-- Opening Marker --

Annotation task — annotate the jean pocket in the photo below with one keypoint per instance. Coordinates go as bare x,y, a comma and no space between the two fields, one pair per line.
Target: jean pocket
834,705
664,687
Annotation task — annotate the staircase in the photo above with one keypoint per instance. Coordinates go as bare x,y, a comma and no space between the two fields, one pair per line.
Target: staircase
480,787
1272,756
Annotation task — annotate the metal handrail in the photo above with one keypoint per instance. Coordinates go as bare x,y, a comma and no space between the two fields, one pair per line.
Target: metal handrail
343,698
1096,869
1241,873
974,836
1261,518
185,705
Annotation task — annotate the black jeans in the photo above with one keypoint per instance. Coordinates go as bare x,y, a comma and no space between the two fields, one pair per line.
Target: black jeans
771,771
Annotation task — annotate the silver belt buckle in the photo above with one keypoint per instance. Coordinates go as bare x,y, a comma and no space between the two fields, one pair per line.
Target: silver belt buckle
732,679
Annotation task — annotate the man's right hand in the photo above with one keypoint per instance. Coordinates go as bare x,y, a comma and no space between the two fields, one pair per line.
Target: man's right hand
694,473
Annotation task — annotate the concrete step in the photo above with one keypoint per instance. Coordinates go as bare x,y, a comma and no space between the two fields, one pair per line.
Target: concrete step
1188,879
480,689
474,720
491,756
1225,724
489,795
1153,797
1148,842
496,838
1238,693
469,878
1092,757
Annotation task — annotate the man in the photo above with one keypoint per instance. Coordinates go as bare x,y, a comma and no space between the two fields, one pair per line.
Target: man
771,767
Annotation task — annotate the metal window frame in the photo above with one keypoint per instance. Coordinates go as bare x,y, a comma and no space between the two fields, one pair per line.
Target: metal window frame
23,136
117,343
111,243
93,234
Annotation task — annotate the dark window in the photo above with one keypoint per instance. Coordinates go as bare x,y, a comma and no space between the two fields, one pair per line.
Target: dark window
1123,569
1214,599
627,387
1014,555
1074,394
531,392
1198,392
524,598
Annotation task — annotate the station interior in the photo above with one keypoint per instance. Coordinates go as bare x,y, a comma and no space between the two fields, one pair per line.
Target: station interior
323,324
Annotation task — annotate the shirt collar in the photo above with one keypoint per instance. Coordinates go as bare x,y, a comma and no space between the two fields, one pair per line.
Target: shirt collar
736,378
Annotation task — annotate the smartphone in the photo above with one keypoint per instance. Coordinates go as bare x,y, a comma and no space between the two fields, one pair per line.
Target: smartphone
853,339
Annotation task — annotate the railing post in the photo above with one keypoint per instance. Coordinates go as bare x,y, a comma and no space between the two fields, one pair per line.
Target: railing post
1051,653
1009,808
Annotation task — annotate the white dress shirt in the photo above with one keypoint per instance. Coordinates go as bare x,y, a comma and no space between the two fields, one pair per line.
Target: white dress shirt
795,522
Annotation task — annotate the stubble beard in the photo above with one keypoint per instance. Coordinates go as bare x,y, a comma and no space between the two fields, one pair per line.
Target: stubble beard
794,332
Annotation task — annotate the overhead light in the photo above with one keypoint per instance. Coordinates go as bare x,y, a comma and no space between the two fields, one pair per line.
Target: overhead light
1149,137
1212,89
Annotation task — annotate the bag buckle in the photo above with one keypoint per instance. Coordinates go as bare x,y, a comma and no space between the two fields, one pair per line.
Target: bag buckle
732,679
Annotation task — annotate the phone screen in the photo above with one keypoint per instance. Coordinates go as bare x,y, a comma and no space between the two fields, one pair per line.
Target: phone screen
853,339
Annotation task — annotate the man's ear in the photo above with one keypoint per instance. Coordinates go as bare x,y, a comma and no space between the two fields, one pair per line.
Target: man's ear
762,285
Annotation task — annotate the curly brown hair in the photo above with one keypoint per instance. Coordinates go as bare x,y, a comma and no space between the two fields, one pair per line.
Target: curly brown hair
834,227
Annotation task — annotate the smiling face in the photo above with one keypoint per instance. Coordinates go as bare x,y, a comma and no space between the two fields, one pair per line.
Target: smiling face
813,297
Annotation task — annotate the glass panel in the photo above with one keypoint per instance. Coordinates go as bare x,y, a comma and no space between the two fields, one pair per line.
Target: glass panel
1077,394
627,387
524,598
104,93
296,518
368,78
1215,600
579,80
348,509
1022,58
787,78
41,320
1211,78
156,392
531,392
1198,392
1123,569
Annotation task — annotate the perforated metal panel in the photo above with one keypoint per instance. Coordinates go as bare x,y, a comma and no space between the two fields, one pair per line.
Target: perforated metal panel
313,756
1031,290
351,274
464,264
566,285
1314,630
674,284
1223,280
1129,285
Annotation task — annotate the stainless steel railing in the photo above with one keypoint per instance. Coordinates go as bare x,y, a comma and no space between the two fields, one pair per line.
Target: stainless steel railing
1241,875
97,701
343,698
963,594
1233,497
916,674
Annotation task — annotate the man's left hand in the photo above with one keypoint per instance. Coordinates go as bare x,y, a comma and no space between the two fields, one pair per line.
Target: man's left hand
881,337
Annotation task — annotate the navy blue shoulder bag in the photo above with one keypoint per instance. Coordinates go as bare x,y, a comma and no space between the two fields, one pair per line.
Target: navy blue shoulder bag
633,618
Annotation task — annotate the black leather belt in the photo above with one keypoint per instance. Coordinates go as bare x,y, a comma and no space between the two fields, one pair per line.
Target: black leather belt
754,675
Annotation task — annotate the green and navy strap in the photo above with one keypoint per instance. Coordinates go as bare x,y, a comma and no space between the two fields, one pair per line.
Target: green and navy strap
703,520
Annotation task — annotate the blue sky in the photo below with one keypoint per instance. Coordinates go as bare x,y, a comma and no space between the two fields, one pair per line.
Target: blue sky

-- Closing Marker --

Reproduce exactly the section above that begins at the line containing "Annotation task — annotate the curly" and ends at the line containing "Annotation task — annotate the smiling", leaving out all other lines.

Annotation task — annotate the curly brown hair in the photo above with one keypoint per instance. Coordinates go as bare x,y, a comma and no space between the two fields, one pair per line.
Target: curly brown hair
834,227
Annotation task — annotate the smiling face in the photo above with one keypoint per instance. Coordinates go as bare x,y, a comma and no space between the two fields, one pair per line.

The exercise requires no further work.